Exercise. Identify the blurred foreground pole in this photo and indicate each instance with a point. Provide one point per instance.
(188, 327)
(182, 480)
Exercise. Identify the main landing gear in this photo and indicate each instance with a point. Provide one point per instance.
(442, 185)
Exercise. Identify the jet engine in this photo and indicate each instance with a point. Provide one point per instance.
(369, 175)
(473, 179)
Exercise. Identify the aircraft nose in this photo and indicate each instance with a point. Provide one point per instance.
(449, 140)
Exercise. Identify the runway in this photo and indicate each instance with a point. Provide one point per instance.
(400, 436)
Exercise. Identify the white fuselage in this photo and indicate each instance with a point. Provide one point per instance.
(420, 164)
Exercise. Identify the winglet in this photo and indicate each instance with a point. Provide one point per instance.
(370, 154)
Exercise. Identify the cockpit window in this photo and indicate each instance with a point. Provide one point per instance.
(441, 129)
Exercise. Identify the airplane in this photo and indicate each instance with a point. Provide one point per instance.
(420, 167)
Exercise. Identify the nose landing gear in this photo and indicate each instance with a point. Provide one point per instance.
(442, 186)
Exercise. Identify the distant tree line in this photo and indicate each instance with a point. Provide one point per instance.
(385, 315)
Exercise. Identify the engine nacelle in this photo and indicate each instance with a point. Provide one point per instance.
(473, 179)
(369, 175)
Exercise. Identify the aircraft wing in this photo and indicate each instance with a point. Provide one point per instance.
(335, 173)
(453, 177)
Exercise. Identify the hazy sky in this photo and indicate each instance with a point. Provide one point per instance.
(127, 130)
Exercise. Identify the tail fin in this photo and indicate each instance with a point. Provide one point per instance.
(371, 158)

- WHAT TO PRODUCE
Please print exactly the lines of the entries above, beginning with the line that contains "Exercise. Identify the airplane" and ending with the last line.

- REPLY TO THE EXERCISE
Exercise. Identify the airplane in this photo and indicate each instance with a point. Provide one point per instance.
(420, 167)
Exercise. Identify the nose landing gear in this photo and indicate each instance with a point. Provide one point per instance.
(442, 186)
Exercise. Identify the distant tree line in this photo and indicate each instance with a point. Provide one point per instance.
(385, 315)
Exercise. Identify the engine nacelle in this photo and indicate each instance with a point. Provide one point per instance.
(473, 179)
(369, 175)
Exercise. Identify the aircraft wing in this photo and indicate each instance with a point. Provide one point per instance.
(335, 173)
(453, 177)
Exercise. Identify the hazy sky in this photo and indicate each instance with a point. Provide one point per instance.
(127, 130)
Exercise. Identify the tail fin in this photo and indicate each instance with a point. Provide one point per instance.
(371, 158)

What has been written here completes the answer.